- **Exercise goal**: Reproduce the data below in full and exclude every picture.

Dataset items:
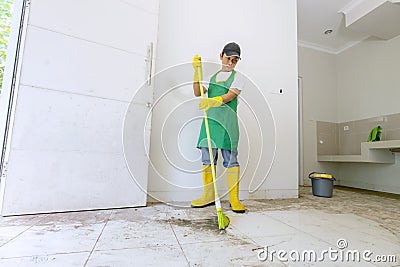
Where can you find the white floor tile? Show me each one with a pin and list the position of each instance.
(256, 225)
(149, 256)
(70, 259)
(52, 239)
(224, 253)
(124, 234)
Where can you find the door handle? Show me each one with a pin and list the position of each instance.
(149, 60)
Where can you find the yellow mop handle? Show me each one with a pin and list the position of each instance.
(217, 201)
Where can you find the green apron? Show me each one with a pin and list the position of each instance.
(222, 120)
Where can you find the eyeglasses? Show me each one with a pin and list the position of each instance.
(234, 60)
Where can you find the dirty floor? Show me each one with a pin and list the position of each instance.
(353, 228)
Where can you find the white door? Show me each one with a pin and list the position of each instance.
(79, 131)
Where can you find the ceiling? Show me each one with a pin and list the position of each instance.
(316, 16)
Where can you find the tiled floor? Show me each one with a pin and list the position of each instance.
(161, 235)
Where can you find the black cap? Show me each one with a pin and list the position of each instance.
(231, 50)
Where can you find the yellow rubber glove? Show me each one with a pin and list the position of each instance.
(196, 63)
(207, 103)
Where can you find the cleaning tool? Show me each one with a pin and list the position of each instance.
(208, 196)
(223, 220)
(232, 177)
(375, 134)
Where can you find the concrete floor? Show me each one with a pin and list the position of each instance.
(162, 235)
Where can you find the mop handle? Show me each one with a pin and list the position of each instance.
(217, 201)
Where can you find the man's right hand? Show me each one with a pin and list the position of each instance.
(196, 63)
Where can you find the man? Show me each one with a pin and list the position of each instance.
(221, 106)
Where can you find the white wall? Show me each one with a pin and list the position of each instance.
(369, 86)
(368, 80)
(266, 31)
(318, 72)
(359, 83)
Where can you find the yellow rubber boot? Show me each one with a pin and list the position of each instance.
(208, 196)
(232, 177)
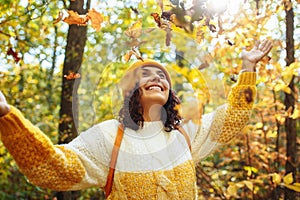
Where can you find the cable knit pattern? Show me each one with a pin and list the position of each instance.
(152, 163)
(44, 164)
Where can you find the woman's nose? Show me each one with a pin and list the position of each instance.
(155, 77)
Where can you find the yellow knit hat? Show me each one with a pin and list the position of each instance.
(129, 80)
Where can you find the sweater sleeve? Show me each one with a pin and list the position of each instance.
(57, 167)
(220, 126)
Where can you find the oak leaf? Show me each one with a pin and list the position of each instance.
(128, 55)
(96, 19)
(72, 75)
(82, 20)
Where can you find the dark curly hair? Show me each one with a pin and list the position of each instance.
(131, 113)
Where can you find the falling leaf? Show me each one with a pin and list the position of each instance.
(134, 10)
(96, 19)
(11, 52)
(203, 65)
(156, 19)
(135, 30)
(75, 18)
(248, 95)
(81, 20)
(295, 187)
(276, 178)
(230, 43)
(72, 75)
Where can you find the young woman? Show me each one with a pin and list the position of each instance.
(156, 154)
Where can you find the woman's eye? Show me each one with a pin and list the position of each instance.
(145, 74)
(162, 76)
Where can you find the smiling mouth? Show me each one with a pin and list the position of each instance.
(155, 87)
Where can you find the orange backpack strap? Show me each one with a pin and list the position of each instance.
(186, 136)
(113, 161)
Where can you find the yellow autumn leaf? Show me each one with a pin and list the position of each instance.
(296, 113)
(75, 18)
(249, 185)
(259, 125)
(288, 179)
(96, 19)
(276, 178)
(232, 190)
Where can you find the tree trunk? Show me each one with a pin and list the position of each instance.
(76, 39)
(289, 102)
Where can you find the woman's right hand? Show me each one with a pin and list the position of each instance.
(4, 107)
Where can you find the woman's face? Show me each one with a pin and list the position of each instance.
(154, 86)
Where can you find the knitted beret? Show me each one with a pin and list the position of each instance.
(129, 80)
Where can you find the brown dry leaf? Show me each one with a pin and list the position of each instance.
(96, 19)
(128, 55)
(75, 18)
(59, 18)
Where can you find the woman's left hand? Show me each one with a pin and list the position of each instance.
(250, 58)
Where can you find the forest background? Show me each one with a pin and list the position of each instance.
(60, 69)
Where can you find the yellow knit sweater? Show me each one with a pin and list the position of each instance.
(152, 163)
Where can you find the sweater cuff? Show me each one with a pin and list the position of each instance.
(247, 78)
(12, 122)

- **Exercise solution**:
Where can you find the white floor tile? Show me each one with a pin and list the position of each instance.
(256, 225)
(149, 256)
(70, 259)
(52, 239)
(224, 253)
(124, 234)
Where can you find the door handle? Show me each one with a pin and list the position of each instance.
(149, 60)
Where can you find the yellow mop handle? Show me each one with a pin and list the position of each instance.
(217, 201)
Where can you find the green apron? Show me each one with a pin and list the position of each instance.
(222, 120)
Where can you find the eyeglasses? Show me each one with a pin and list the position of each instance.
(234, 60)
Where can you find the dirty floor? Show me each one with a pin and list the position of each instance.
(353, 228)
Where can you find the white door? Show me each one with a pin and list the position of each instance.
(79, 131)
Where can you find the ceiling? Show me each one with a pin and list the position of each instance.
(316, 16)
Where can you find the tiled floor? Show me each one with a pin and list the position of each instance.
(161, 235)
Where can you find the black cap? Show me each one with a pin and list the position of each instance.
(231, 50)
Where can you find the yellow rubber glove? Show me each one with a pin and list the position of each instance.
(196, 63)
(207, 103)
Where can you find the cleaning tool? Show me each one with a pin and list the position of each instance.
(208, 196)
(223, 220)
(232, 177)
(375, 134)
Where can you find the concrete floor? Show me each one with a pin and list the position of each instance.
(162, 235)
Where can you find the mop handle? Show me each one with a pin and list the position of each instance.
(217, 201)
Where can you find the man's right hand? Show me each one with a pin and list the position of each instance.
(196, 63)
Where can you find the man? Show me each one with a pin and list the position of each instance.
(221, 106)
Where can you find the white wall? Show me each one with a pin and list the position of each instance.
(369, 86)
(368, 80)
(266, 31)
(318, 72)
(359, 83)
Where can you find the yellow rubber boot? Show me each one with a pin and list the position of each instance.
(208, 196)
(232, 177)
Where can you find the cable knit pattern? Show me each one with a pin and list the position of each instance.
(152, 163)
(44, 164)
Where can you find the woman's nose? Show me each one with a pin and list the position of each instance.
(155, 77)
Where can you find the yellow knit hat? Show me each one with a pin and list the position of each instance.
(129, 80)
Where can you find the sweater sleeve? Show me each one with a pin and list the position of each instance.
(57, 167)
(220, 126)
Where can you find the oak leaf? Show me each one with a pin and list the position of each instance.
(128, 55)
(96, 19)
(72, 75)
(82, 20)
Where can you find the dark curly hair? Show me each one with a pin and list the position of each instance.
(131, 113)
Where can you find the falling leaf? Show me each one with a pin and list the position of each instance.
(134, 10)
(96, 19)
(11, 52)
(203, 65)
(156, 19)
(135, 30)
(75, 18)
(248, 95)
(81, 20)
(295, 187)
(276, 178)
(230, 43)
(72, 75)
Where can you find the young woman? Show me each one with a pin and list the position of each instance.
(156, 154)
Where can you find the woman's eye? Show me each one with a pin and list the position of each instance.
(145, 74)
(162, 76)
Where can you find the smiling mouth? Show me each one with a pin and list the position of each instance.
(155, 87)
Where can you find the orange backpack strap? Show me each one with a pin and list the position of each instance.
(186, 136)
(113, 161)
Where can you find the yellow autumn leaf? Show me each one with a pin and list the position of each instance.
(296, 113)
(75, 18)
(249, 185)
(259, 125)
(288, 179)
(96, 19)
(276, 178)
(232, 190)
Where can you find the tree trunk? Show me each one with a pin and list the position of each instance.
(76, 39)
(289, 102)
Where can you find the woman's right hand? Show me each one with a pin and list the position of each instance.
(4, 107)
Where can you find the woman's face? Show me each one with a pin and list the position of each instance.
(154, 86)
Where can you find the knitted beret? Show me each one with a pin and list the position of each instance.
(129, 80)
Where can you find the brown dry leaf? Show me each one with a pin and list the position of each instance.
(96, 19)
(128, 55)
(75, 18)
(59, 18)
Where can you find the woman's left hand? Show me each one with a pin and list the position of each instance.
(250, 58)
Where can you find the forest background? Show me each one with a pin and list the position of each instance.
(60, 69)
Where can you find the yellow knit sweater? Show me each one with a pin and list the position of each instance.
(152, 163)
Where can you find the sweater cuff? Show me each one with a pin and list the position of each instance.
(247, 78)
(12, 122)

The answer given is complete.